Stored records:
_____

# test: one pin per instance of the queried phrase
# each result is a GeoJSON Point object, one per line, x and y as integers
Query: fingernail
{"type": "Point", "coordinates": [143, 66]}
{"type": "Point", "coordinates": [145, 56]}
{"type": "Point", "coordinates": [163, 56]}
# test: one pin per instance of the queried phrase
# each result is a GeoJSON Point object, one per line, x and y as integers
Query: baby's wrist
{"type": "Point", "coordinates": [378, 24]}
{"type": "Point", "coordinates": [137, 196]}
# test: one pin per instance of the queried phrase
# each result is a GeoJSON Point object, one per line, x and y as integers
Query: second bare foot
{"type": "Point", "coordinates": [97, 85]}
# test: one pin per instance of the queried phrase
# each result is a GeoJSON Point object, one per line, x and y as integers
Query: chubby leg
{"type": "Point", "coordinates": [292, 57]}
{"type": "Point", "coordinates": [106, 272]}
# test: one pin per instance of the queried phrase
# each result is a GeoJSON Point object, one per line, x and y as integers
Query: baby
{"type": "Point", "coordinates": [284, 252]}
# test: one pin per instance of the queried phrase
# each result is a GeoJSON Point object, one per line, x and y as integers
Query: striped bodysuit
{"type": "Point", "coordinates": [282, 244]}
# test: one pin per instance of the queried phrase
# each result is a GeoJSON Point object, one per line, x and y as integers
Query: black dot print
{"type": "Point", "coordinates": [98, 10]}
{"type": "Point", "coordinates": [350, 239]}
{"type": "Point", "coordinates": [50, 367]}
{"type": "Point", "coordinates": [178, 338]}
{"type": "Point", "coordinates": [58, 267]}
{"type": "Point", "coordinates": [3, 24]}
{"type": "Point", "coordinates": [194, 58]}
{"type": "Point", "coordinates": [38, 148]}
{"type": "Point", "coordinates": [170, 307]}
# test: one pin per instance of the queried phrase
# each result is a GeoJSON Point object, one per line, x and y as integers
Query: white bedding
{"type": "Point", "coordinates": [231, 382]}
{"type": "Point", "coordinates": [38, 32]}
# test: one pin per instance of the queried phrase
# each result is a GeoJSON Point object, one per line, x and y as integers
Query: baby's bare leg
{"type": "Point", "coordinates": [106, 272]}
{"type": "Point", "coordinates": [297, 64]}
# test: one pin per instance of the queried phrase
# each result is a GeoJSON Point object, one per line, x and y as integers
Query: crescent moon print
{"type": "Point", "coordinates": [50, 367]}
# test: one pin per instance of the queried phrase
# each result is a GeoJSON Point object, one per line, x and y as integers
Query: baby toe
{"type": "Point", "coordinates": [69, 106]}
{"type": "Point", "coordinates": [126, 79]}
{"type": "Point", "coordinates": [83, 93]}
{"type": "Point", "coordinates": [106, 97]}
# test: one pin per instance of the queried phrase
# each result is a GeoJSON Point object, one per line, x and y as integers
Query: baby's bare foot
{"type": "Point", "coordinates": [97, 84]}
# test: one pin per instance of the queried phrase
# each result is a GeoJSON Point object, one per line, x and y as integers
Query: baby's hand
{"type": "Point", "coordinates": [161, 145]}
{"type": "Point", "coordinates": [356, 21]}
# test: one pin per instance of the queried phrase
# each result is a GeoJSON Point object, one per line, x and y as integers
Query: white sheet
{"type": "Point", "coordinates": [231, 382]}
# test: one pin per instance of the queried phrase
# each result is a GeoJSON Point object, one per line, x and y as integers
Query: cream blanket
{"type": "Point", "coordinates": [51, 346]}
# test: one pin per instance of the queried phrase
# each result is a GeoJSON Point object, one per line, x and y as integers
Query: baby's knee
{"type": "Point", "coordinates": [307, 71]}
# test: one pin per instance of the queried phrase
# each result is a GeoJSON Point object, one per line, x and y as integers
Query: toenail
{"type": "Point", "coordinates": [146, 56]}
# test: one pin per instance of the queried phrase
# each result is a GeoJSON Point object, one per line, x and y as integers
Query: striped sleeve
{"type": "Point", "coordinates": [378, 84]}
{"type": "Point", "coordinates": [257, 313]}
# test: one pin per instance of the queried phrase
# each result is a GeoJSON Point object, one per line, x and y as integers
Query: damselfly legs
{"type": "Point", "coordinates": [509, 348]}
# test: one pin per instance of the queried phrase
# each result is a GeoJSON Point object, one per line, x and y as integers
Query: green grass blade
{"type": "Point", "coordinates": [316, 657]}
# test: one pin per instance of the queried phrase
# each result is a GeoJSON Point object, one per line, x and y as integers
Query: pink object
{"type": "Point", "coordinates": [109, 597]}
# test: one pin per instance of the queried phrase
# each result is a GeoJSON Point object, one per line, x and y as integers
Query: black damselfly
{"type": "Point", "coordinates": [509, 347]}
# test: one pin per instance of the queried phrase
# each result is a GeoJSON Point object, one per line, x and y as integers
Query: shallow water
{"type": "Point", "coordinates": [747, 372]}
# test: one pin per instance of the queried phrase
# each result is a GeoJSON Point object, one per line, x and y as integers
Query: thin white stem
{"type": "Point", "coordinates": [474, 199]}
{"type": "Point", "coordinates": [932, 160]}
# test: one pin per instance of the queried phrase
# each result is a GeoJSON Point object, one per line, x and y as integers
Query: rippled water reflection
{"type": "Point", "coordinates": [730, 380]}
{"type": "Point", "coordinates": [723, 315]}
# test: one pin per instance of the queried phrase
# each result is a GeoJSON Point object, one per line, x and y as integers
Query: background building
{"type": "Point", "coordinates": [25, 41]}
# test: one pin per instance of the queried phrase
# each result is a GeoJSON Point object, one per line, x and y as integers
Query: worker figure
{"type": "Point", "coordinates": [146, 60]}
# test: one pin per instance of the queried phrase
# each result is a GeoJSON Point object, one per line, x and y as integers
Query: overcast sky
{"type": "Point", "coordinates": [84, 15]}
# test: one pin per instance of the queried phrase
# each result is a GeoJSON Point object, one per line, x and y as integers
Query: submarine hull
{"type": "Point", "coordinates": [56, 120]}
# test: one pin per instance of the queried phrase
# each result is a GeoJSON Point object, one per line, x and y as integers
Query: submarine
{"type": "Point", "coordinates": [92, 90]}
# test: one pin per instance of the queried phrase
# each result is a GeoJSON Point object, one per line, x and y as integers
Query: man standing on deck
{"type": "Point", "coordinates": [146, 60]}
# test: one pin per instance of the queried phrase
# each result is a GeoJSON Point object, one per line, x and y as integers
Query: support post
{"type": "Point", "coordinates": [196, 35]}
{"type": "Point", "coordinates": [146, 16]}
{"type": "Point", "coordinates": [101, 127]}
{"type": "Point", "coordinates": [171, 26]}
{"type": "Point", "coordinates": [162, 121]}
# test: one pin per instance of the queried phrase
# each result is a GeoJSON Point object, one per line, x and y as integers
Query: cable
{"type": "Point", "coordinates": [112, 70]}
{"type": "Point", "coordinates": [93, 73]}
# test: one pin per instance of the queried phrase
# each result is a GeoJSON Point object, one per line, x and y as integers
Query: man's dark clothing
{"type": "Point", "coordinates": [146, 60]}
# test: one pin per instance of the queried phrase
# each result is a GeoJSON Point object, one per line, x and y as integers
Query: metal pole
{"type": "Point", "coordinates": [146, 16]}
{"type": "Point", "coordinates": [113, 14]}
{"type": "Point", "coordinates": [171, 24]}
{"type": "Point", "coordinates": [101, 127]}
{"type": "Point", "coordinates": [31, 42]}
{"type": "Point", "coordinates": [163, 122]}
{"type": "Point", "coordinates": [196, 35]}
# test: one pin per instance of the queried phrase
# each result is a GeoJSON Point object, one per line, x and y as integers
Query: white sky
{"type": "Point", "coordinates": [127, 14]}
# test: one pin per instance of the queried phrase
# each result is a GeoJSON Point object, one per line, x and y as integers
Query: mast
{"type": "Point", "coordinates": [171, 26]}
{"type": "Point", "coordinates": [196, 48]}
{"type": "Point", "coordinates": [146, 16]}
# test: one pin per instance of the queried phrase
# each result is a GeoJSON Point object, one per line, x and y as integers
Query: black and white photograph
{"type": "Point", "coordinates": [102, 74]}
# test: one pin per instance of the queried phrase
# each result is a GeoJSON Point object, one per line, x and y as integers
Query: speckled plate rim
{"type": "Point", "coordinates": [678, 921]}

_____

Work to be completed: When the line containing "Query: black and white photograph" is found in the records above, restate it and every later line word for word through the last one, and nothing more.

Result of this task:
Query: black and white photograph
{"type": "Point", "coordinates": [102, 74]}
# test: one pin per instance of the queried phrase
# each result is a GeoJSON Point object, one per line, x and y as integers
Query: speckled plate rim
{"type": "Point", "coordinates": [678, 921]}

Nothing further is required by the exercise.